Instrução A
No trecho selecionado, qual artigo da minuta determina que a graduação deve assegurar uma formação científica, ética e política embasada nos Direitos Humanos?
Instrução B
Copie do trecho selecionado, sem nenhuma alteração, a passagem que vai de "Na minuta que" até "2018, p. 114).".

Trecho selecionado

***

Na minuta que temos acesso até o momento, a meta central da graduação em Psicologia seria a formação de profissionais que atuem em “defesa da cidadania, da dignidade humana, da saúde integral e tendo como transversalidade, em sua prática, a determinação social dos fenômenos e processos humanos” (CFP, 2018, art. 3, p. 114). Complementando, o artigo 4º determina a importância da graduação “assegurar uma formação científica, ética, política, generalista, humanista, crítica, reflexiva, democrática e laica, embasada nos Direitos Humanos” (CFP, 2018, p. 114).

Esses dois pontos gerais são interessantes, pois de maneira ampla dialogam com os debates da Psicologia Jurídica e com princípios que os territórios de pesquisa e de atuação profissional também apontam como requisitos necessários à articulação da Psicologia com o Direito. Entretanto, analisamos também as referências diretas às áreas da Psicologia e, nesses pontos, a minuta parece não sustentar uma vinculação específica com a Psicologia Jurídica.

***

Entradas de dados

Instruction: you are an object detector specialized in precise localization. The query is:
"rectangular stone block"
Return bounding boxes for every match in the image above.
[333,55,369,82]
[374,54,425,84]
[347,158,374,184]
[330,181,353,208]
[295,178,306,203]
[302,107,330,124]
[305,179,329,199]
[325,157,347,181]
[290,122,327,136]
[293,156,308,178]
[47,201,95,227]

***

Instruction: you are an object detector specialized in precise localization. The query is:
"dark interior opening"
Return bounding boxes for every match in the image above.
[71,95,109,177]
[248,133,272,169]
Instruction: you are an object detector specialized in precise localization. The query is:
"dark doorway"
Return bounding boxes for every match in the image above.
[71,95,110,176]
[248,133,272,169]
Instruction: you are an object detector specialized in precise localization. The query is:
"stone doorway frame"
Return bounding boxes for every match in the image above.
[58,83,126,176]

***

Resposta completa A
O artigo 4º.

Resposta completa B
Na minuta que temos acesso até o momento, a meta central da graduação em Psicologia seria a formação de profissionais que atuem em “defesa da cidadania, da dignidade humana, da saúde integral e tendo como transversalidade, em sua prática, a determinação social dos fenômenos e processos humanos” (CFP, 2018, art. 3, p. 114). Complementando, o artigo 4º determina a importância da graduação “assegurar uma formação científica, ética, política, generalista, humanista, crítica, reflexiva, democrática e laica, embasada nos Direitos Humanos” (CFP, 2018, p. 114).